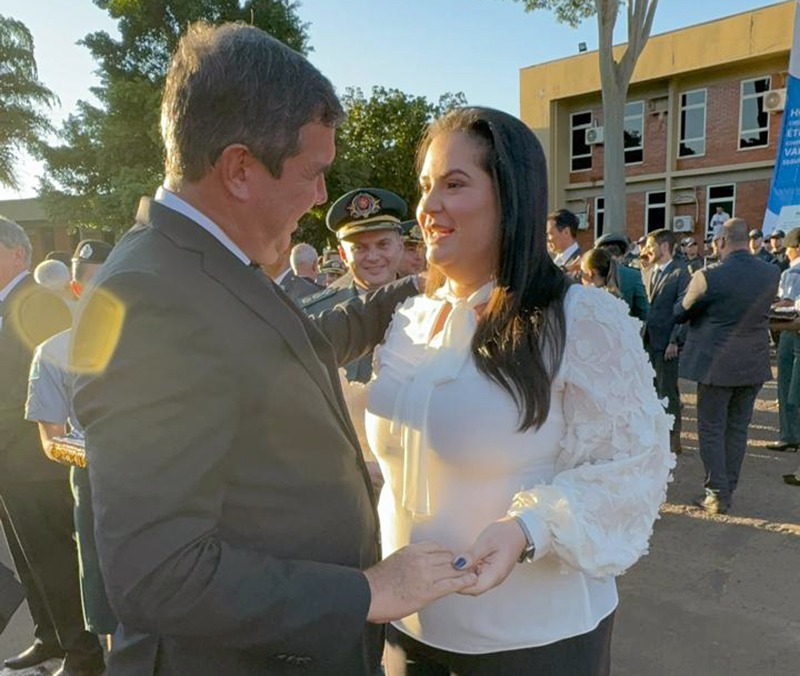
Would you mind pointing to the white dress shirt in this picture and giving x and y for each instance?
(172, 201)
(588, 483)
(564, 256)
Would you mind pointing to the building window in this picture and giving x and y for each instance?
(580, 151)
(693, 124)
(599, 212)
(655, 212)
(719, 196)
(753, 119)
(634, 132)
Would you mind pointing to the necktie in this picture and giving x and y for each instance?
(656, 279)
(439, 365)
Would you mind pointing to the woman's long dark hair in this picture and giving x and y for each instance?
(519, 342)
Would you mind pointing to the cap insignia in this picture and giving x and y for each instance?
(363, 205)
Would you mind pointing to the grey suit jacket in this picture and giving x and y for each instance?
(233, 509)
(31, 314)
(660, 326)
(726, 306)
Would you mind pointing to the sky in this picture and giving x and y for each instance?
(422, 47)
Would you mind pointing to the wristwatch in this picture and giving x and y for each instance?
(530, 548)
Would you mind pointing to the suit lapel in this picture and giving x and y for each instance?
(252, 288)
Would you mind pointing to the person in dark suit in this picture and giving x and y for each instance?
(727, 355)
(778, 250)
(305, 262)
(691, 254)
(629, 280)
(234, 518)
(293, 285)
(12, 594)
(562, 234)
(757, 248)
(36, 505)
(665, 281)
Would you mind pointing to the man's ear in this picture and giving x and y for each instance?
(235, 167)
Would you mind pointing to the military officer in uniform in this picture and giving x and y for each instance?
(49, 404)
(367, 224)
(413, 261)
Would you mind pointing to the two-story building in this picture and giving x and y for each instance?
(702, 124)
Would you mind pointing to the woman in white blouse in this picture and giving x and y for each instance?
(515, 421)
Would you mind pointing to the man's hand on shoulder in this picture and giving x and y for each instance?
(412, 578)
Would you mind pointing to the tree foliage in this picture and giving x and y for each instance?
(23, 98)
(376, 147)
(615, 76)
(111, 152)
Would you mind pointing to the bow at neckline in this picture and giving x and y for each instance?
(444, 358)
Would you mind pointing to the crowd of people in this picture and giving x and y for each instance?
(176, 400)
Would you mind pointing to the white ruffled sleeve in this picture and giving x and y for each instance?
(597, 515)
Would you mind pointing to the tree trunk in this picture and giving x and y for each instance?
(615, 78)
(614, 219)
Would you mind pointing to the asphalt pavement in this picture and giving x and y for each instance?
(716, 595)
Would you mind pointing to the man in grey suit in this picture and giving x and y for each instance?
(665, 281)
(727, 354)
(235, 521)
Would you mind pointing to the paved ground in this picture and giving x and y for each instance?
(716, 596)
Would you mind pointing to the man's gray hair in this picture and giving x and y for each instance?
(53, 275)
(735, 231)
(302, 253)
(233, 84)
(12, 235)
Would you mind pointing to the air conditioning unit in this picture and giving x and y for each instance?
(594, 136)
(775, 100)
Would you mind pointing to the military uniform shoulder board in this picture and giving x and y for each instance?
(314, 298)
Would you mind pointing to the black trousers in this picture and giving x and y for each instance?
(585, 655)
(723, 416)
(666, 383)
(38, 524)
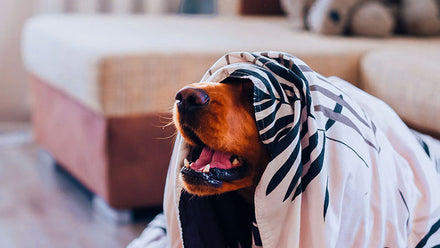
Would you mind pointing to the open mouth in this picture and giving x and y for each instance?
(210, 167)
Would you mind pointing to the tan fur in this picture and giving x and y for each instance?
(227, 124)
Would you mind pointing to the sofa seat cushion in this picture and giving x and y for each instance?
(129, 65)
(408, 79)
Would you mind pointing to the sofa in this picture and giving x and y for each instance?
(103, 86)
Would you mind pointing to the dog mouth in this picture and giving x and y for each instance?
(207, 166)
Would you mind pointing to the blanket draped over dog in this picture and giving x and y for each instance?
(344, 170)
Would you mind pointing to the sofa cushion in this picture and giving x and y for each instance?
(127, 65)
(408, 79)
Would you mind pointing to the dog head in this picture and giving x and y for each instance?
(218, 123)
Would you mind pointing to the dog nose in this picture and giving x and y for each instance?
(190, 99)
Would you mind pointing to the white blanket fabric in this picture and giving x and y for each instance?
(345, 171)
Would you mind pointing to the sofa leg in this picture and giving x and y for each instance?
(101, 207)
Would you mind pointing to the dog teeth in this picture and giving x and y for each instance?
(235, 162)
(206, 168)
(186, 163)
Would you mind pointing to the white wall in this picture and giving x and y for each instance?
(14, 94)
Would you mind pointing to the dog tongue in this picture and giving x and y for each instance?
(214, 158)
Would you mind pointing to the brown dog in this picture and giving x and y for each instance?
(217, 121)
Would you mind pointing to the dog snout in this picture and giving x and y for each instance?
(190, 99)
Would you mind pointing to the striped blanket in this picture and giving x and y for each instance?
(345, 171)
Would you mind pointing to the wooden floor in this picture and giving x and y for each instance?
(42, 206)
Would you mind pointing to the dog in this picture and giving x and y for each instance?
(308, 156)
(217, 120)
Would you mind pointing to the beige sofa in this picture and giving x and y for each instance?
(100, 84)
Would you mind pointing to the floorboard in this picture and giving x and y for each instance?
(42, 206)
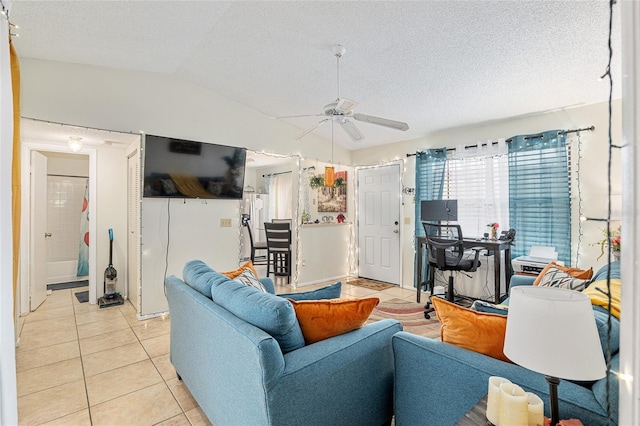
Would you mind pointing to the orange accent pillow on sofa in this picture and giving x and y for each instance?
(582, 274)
(321, 319)
(477, 331)
(234, 274)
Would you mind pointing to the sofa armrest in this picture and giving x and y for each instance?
(352, 373)
(442, 382)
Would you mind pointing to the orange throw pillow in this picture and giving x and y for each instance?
(477, 331)
(321, 319)
(582, 274)
(234, 274)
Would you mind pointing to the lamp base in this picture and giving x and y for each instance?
(553, 399)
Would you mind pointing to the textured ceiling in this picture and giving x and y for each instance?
(433, 64)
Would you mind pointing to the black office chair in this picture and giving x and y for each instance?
(255, 246)
(279, 248)
(445, 252)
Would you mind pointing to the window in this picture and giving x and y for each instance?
(523, 184)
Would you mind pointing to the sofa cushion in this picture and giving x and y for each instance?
(613, 268)
(321, 319)
(332, 291)
(597, 292)
(477, 331)
(199, 276)
(553, 268)
(269, 312)
(561, 277)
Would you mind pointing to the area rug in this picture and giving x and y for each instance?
(370, 284)
(82, 296)
(410, 314)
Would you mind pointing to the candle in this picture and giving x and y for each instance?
(536, 410)
(493, 398)
(514, 406)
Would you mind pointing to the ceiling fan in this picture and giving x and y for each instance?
(341, 111)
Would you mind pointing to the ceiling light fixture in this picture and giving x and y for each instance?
(75, 143)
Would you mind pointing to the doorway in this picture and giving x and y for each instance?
(36, 269)
(379, 223)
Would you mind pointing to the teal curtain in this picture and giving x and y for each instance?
(539, 198)
(430, 167)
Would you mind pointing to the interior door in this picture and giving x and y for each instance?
(133, 235)
(38, 219)
(379, 223)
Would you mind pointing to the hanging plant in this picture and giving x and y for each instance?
(316, 181)
(339, 183)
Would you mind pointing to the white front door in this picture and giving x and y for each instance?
(379, 223)
(38, 267)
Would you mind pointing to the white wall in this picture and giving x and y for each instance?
(593, 168)
(160, 105)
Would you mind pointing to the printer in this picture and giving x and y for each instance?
(535, 262)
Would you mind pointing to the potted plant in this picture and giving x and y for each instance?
(613, 238)
(316, 181)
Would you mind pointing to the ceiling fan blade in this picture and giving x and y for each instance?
(306, 132)
(298, 116)
(345, 105)
(352, 130)
(398, 125)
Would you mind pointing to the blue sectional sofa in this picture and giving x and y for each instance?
(437, 383)
(242, 375)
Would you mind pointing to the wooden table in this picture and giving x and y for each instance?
(493, 246)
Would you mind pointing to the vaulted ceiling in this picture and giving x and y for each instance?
(432, 64)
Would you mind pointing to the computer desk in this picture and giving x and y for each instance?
(493, 246)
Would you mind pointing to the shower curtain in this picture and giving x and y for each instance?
(83, 253)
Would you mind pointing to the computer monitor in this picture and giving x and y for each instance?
(439, 210)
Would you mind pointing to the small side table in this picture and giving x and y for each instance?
(477, 416)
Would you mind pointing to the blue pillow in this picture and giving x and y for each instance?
(199, 276)
(273, 314)
(329, 292)
(602, 315)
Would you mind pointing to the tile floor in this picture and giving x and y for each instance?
(78, 364)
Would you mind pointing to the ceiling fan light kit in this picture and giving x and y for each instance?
(342, 109)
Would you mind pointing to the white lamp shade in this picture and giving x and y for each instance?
(553, 331)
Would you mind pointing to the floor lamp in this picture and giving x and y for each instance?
(552, 331)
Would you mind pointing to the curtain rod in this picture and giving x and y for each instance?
(563, 132)
(276, 174)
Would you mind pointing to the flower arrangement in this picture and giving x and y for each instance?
(613, 238)
(494, 229)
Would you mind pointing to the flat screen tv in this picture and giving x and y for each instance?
(439, 210)
(188, 169)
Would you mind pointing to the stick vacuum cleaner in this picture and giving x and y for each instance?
(111, 296)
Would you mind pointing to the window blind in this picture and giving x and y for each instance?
(539, 197)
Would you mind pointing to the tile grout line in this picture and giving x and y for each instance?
(84, 375)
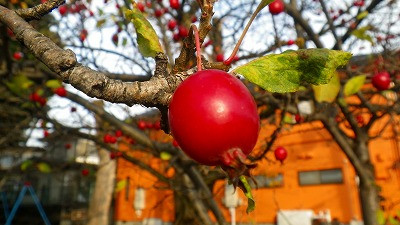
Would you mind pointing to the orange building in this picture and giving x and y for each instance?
(316, 177)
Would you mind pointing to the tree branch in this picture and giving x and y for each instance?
(155, 92)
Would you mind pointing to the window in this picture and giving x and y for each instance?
(332, 176)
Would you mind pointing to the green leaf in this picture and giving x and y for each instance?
(361, 33)
(147, 38)
(287, 71)
(327, 92)
(380, 216)
(43, 167)
(251, 204)
(19, 85)
(26, 164)
(120, 185)
(53, 84)
(165, 156)
(353, 85)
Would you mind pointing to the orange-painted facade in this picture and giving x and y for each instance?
(310, 148)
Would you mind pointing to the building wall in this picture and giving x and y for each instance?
(310, 148)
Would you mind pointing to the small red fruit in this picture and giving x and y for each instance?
(276, 7)
(381, 81)
(85, 172)
(60, 91)
(83, 35)
(63, 10)
(142, 125)
(174, 4)
(35, 97)
(280, 153)
(172, 24)
(118, 133)
(211, 115)
(220, 57)
(18, 55)
(158, 13)
(140, 6)
(176, 37)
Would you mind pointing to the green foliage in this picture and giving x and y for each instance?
(353, 85)
(327, 92)
(245, 186)
(147, 38)
(361, 33)
(286, 72)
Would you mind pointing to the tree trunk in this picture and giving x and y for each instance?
(99, 207)
(369, 201)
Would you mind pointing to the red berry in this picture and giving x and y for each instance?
(381, 81)
(35, 97)
(63, 10)
(172, 24)
(220, 57)
(142, 125)
(183, 32)
(60, 91)
(208, 115)
(158, 12)
(118, 133)
(174, 4)
(298, 118)
(140, 6)
(176, 37)
(83, 35)
(18, 55)
(280, 153)
(85, 172)
(276, 7)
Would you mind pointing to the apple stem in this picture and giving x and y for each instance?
(229, 60)
(198, 49)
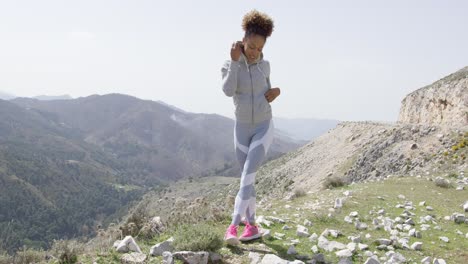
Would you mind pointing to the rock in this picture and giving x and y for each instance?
(345, 261)
(383, 241)
(276, 219)
(426, 260)
(314, 249)
(338, 203)
(354, 214)
(417, 246)
(348, 219)
(167, 258)
(363, 246)
(459, 218)
(292, 250)
(159, 248)
(355, 239)
(190, 257)
(215, 257)
(372, 261)
(313, 237)
(396, 257)
(266, 234)
(128, 244)
(279, 236)
(116, 244)
(255, 258)
(445, 239)
(319, 258)
(302, 231)
(262, 221)
(270, 258)
(133, 258)
(361, 226)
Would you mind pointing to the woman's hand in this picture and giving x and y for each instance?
(271, 94)
(236, 50)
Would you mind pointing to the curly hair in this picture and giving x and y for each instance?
(255, 22)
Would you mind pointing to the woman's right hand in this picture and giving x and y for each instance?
(236, 50)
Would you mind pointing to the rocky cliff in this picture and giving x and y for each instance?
(444, 102)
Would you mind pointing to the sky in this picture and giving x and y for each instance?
(345, 60)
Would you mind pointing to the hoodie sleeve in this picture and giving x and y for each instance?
(229, 75)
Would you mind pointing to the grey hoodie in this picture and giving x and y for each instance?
(247, 84)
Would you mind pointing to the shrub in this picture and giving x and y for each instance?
(66, 251)
(441, 182)
(199, 237)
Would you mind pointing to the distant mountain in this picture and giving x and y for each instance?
(52, 183)
(6, 96)
(68, 165)
(304, 128)
(50, 98)
(168, 143)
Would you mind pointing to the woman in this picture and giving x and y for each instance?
(246, 78)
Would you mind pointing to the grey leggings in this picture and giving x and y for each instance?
(251, 142)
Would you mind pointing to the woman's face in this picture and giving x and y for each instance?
^^^^^^^^
What is being asked
Nothing outside the span should appear: transcribe the lines from the one containing "Would you mind pointing to the hoodie" through the last line of the records.

Result
Would you mind pointing to the hoodie sleeve in this picture and giving x and y for each instance?
(229, 75)
Would you mind pointing to the grey hoodie in this picture and giving x and y for each instance?
(247, 84)
Would you mind pointing to the shrub in this picture and giving x and y for each instance?
(66, 251)
(441, 182)
(199, 237)
Would you mind pointing to the distant mountain in this picture and giving x and y for each instance?
(52, 183)
(6, 96)
(68, 165)
(304, 128)
(50, 98)
(168, 143)
Would you mind pointing to the woman in this picture and giving x and y for each instance?
(246, 78)
Would you mind pointing to the grey leggings in this picture and giving x and y for each instance?
(251, 142)
Would you mind pointing to the woman's face in this picture and giving x and y for each instance?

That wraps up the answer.